*How to complete this task*: Look below for the line holding "Target: snow drift" and the line holding "of the rocky". Transcribe exactly those lines and all lines between them, nothing more.

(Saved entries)
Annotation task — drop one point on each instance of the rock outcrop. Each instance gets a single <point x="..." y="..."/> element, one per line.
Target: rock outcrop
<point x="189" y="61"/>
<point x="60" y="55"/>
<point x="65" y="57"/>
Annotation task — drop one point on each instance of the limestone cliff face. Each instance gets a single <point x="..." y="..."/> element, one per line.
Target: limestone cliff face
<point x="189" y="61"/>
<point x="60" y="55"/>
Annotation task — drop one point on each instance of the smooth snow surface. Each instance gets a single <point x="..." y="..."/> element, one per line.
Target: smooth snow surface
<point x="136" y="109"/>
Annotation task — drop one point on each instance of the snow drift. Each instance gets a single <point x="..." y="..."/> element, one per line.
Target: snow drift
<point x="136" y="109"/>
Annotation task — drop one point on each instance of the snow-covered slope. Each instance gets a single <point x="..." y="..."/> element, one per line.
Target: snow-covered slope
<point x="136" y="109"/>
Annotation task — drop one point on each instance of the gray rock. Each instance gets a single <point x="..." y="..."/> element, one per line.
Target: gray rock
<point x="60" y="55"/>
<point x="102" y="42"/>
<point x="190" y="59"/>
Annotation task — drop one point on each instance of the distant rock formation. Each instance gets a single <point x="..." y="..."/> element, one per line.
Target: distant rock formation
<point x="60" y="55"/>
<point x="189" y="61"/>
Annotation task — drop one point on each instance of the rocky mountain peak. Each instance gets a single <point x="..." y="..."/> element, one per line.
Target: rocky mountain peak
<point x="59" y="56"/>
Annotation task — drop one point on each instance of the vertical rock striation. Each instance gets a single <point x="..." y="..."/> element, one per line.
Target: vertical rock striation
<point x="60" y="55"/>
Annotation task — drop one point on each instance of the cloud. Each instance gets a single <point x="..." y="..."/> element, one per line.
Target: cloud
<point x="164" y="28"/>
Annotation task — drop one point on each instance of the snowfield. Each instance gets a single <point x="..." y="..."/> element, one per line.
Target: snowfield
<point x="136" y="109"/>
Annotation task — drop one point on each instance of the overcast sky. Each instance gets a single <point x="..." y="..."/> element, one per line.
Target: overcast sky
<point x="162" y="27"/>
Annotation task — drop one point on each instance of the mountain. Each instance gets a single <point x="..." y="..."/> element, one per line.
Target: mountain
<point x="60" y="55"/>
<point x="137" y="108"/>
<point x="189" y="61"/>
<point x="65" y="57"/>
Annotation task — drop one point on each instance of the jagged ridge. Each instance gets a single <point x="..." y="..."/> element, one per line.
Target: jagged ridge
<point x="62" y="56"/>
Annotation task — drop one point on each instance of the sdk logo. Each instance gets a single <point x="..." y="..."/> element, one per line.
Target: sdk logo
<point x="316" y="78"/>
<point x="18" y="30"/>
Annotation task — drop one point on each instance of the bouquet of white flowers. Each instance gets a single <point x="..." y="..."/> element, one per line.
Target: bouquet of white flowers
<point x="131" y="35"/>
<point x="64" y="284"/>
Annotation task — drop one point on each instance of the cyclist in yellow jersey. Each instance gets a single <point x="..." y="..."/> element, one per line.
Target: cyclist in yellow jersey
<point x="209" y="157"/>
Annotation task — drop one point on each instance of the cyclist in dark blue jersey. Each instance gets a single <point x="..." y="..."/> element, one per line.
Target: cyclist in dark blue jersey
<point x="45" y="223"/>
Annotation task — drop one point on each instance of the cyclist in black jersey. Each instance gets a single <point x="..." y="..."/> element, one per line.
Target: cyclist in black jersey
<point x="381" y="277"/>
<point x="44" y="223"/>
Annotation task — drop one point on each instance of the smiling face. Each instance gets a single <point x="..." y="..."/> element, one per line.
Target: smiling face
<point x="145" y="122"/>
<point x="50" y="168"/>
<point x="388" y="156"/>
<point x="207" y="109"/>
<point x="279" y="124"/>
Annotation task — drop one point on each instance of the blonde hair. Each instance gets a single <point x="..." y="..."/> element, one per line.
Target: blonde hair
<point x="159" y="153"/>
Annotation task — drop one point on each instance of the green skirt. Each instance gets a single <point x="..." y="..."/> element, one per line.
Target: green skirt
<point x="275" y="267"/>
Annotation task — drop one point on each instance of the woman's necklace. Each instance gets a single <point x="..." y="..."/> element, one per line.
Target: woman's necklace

*Answer space*:
Target: snow drift
<point x="136" y="109"/>
Annotation task — drop one point on each instance of the snow-covered slope. Each instance gets a single <point x="..." y="..."/> element, one per line.
Target: snow-covered slope
<point x="136" y="109"/>
Annotation task — drop one point on each instance of the gray rock. Each instance gets a single <point x="..." y="..."/> element, one per line.
Target: gray rock
<point x="60" y="55"/>
<point x="102" y="42"/>
<point x="190" y="59"/>
Annotation task — drop one point on each instance of the distant rock formation. Each instance gets a single <point x="..." y="..."/> element, one per line.
Target: distant rock formation
<point x="60" y="55"/>
<point x="189" y="61"/>
Annotation task — drop one point on each instance of the rocky mountain peak. Each instance gets a single <point x="..." y="..."/> element, one per line.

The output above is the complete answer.